任務要求 -
1. 根據這段談曠視人才與組織的原文,微軟研究院體系持續投入了多長時間?
2. 列出這段談曠視人才與組織的原文中出現的全部人名與機構名稱。
3. 從這段談曠視人才與組織的原文最後一句之後續寫下去。

原文 -
----------------

第三點,人才的成長性和流動性。而且曠視鼓勵人才從后端往前端流動,希望一個應屆畢業生進入研究院后,逐漸從一個純粹的算法研發工程師變成全能的AI專家,只要感興趣,也能觸達產品、市場等方面的洞察工作。
印奇認為,歸結起來就是在架構一套清晰的平臺游戲規則,這個平臺上的所有人,都可以清晰地知道身處何處、可以去往何方。
并且跳出周期律背后,最最底層且關鍵的還是組織內在的基因和氣質,對于基礎科研和技術,有著超脫功利主義的熱愛。
在曠視CEO看來,如果創始團隊不是技術出身,很難能夠耐得住低谷期和冷板凳,在技術科研方面持續投入。
他舉出微軟的例子,浮浮沉沉后又重新站在了潮頭,背后很容易被忽視的是微軟研究院體系過去30多年里堅定且持續的投入,而這背后的背后,是比爾蓋茨對于技術創新的由衷熱愛,并且成功完成了技術創新到商業回報的閉環,實現了更大范圍內的可持續。

----------------

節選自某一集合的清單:
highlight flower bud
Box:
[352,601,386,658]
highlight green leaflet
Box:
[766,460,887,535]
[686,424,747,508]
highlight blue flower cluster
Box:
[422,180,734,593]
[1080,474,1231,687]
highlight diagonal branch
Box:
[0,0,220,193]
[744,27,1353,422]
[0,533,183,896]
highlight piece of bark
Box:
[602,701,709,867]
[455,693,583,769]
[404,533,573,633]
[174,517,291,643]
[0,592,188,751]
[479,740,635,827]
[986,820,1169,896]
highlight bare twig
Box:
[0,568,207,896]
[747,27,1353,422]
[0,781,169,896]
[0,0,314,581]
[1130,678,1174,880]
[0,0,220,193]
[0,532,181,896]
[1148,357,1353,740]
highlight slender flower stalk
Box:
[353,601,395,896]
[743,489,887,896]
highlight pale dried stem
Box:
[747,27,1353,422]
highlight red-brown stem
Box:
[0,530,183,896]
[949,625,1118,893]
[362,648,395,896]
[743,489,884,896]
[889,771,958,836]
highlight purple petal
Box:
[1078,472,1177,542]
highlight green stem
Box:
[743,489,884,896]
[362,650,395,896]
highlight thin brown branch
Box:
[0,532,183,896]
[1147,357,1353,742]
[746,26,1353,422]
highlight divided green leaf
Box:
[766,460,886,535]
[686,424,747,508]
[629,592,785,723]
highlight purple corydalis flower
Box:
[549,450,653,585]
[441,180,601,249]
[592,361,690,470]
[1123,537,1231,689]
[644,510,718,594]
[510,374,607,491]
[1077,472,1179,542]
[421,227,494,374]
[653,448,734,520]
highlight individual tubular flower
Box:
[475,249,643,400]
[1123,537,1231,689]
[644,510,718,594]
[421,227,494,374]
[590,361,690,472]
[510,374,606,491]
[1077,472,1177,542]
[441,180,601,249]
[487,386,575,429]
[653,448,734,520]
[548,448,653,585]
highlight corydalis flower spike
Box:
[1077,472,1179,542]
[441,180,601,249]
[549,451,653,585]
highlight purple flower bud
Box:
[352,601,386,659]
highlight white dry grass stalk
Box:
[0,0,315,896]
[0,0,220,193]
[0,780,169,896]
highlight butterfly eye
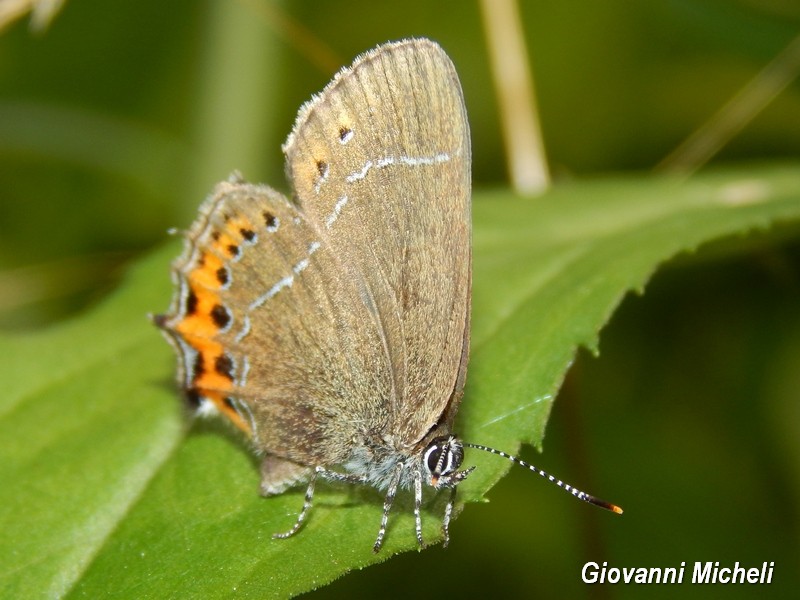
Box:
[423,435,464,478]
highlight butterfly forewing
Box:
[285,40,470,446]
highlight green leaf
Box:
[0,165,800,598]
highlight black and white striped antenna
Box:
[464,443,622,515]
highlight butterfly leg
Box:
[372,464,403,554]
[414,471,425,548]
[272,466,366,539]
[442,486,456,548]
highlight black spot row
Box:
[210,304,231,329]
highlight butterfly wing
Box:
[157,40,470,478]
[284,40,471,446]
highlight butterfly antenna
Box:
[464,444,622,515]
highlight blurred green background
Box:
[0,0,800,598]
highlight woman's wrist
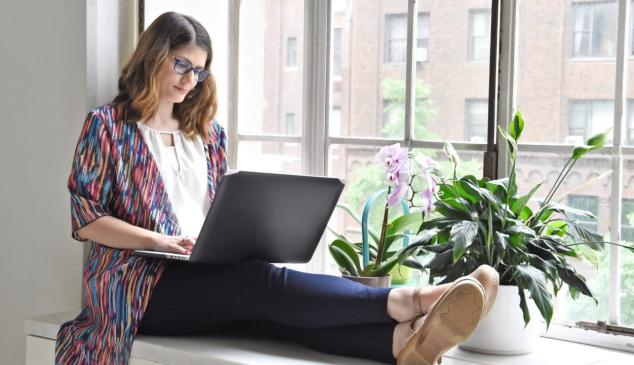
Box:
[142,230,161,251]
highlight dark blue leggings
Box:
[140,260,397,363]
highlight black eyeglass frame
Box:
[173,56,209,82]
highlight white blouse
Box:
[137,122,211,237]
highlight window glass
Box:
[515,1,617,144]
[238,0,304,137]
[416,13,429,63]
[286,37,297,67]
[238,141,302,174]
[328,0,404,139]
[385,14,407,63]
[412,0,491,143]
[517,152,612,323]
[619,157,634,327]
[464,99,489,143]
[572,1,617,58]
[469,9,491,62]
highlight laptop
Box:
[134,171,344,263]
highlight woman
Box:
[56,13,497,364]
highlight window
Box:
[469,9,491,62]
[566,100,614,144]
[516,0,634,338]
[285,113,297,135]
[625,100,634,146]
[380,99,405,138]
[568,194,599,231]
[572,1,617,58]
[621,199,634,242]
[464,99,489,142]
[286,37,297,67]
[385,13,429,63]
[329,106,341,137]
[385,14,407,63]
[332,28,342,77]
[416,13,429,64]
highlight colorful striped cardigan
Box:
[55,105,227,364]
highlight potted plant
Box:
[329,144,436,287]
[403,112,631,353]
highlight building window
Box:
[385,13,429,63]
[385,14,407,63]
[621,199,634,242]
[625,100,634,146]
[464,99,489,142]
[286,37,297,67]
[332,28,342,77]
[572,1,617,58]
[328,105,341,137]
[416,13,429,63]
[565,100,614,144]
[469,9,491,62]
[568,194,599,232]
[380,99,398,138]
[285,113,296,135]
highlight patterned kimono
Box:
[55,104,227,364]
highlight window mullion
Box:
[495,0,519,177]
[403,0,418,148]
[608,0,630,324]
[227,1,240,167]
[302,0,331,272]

----------------

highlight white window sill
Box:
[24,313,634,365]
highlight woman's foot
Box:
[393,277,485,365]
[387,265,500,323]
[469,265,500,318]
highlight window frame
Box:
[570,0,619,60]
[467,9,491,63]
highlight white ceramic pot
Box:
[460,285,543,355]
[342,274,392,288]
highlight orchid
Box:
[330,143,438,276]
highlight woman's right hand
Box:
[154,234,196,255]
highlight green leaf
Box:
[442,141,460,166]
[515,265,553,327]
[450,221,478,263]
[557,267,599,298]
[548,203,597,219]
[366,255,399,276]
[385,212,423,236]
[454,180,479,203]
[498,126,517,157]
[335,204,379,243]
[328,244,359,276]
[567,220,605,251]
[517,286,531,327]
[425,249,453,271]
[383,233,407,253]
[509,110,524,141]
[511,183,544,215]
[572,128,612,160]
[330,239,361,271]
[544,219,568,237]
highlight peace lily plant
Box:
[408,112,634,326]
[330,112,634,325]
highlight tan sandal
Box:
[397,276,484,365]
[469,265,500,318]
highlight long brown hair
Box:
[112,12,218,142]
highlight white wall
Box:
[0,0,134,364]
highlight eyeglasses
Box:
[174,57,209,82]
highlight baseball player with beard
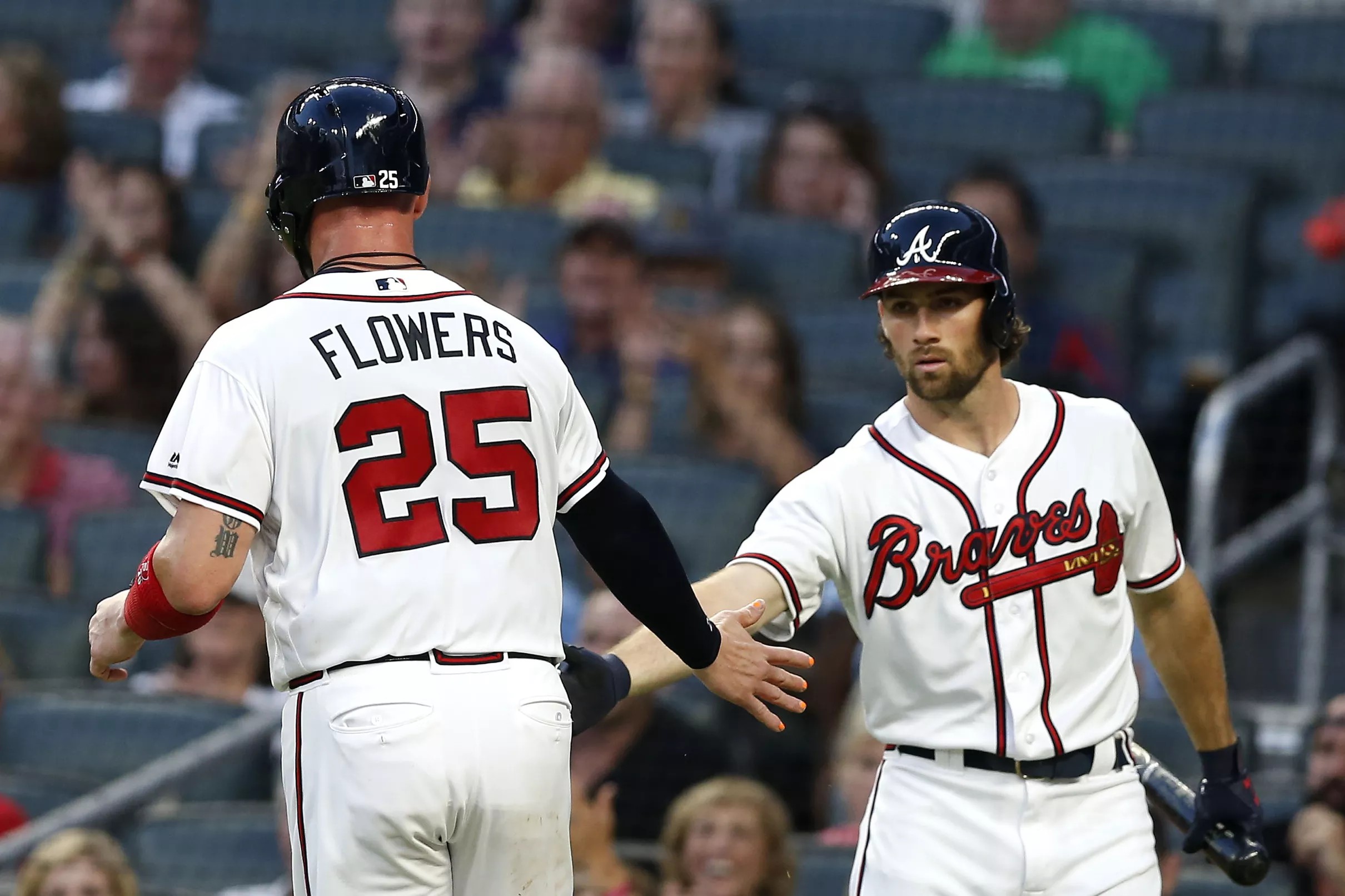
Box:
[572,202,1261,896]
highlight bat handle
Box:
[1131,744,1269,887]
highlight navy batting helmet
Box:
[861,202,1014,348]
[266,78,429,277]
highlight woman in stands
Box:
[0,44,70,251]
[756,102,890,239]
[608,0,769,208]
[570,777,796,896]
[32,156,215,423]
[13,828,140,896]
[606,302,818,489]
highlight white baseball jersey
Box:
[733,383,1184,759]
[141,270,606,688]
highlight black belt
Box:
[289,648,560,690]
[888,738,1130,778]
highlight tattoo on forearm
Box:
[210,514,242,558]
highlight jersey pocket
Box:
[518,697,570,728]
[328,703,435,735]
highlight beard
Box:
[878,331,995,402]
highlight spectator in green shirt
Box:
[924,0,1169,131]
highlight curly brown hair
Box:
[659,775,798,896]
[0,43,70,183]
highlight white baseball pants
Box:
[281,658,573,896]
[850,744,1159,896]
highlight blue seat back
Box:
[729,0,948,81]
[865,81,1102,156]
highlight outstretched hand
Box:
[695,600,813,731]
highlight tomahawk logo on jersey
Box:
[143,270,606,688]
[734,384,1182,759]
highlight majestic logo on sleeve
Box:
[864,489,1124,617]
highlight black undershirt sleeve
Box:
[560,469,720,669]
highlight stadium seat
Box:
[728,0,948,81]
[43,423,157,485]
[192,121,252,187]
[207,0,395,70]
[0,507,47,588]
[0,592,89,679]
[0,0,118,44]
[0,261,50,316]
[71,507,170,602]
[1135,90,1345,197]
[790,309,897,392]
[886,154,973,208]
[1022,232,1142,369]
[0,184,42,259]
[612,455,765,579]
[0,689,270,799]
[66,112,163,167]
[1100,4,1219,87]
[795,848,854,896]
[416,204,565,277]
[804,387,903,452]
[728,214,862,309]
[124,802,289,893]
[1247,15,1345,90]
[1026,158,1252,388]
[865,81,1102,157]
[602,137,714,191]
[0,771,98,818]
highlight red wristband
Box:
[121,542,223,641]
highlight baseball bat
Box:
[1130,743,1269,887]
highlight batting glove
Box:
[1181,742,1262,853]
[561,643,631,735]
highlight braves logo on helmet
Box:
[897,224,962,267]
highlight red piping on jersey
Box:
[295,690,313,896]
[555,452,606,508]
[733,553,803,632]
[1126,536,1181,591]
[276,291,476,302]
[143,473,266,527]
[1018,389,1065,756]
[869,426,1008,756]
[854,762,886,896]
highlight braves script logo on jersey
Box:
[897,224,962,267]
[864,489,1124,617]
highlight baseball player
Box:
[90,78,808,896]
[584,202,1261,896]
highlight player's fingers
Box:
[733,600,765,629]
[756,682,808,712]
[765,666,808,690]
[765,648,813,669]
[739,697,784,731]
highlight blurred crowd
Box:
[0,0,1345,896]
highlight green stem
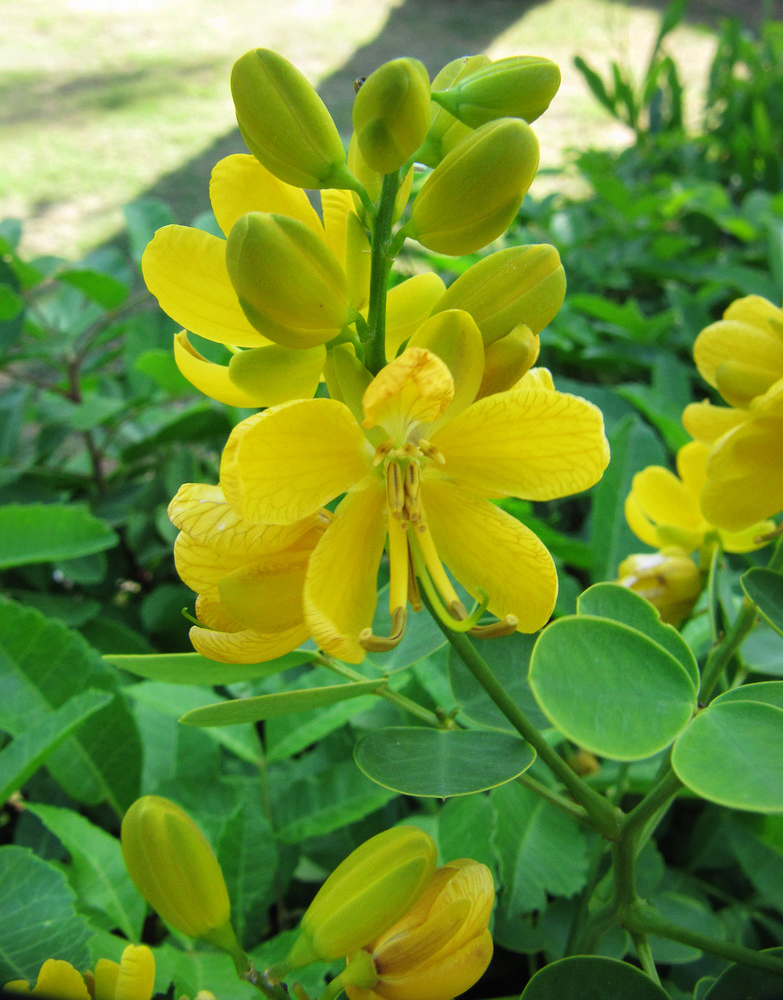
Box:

----------------

依序結果 -
1. 過去30多年。

2. 曠視、印奇、微軟、微軟研究院、比爾蓋茨

3.
但如果你問微軟研究院體系是否就是曠視參照成為的樣子?印奇又會給出不同的思考。
他覺得微軟的研究院體系,其實是商業成功后架構起來的成果,但如果還處于技術創新到商業創業的膠著階段里,谷歌的體系是更值得效仿的標桿。
印奇解釋,谷歌研發體系中有非常濃厚的產品市場視角和工程化視角,能夠保證新技術被創造的第一天就對產業應用的方向很明確,這種方向感會讓技術科研變得更有生命力。
印奇同時也提到了國內海康威視的研究院,他認為海康諸多創新產品都出自這里。
有意思的是,外界可能仍然在談論曠視的時候,通常列舉類比討論的是同一批AI創業公司,但在印奇的采訪中,他字里行間更多提到的是華為和海康。
事實上,借助華為和海康作為參照系,也能更清晰看懂曠視研發之道,以及中國AI創新當前所處的階段。
曠視往何處去?
曠視現在是一家AIoT的公司,AI代表出身,IoT指向落地。
這是曠視的戰略選擇,也是過去幾年里不斷對外傳遞的認知。
但如果回歸技術創業本質,回歸企業屬性,曠視向前發展的核心競爭力優勢什么?又如何能保證創新和科研戰略的持續和基業長青?
依然回到最新的曠視技術開放日現場,答案也在變得清晰。
曠視的核心競爭力,依然是“2+1”中前者的底層——
AI算法。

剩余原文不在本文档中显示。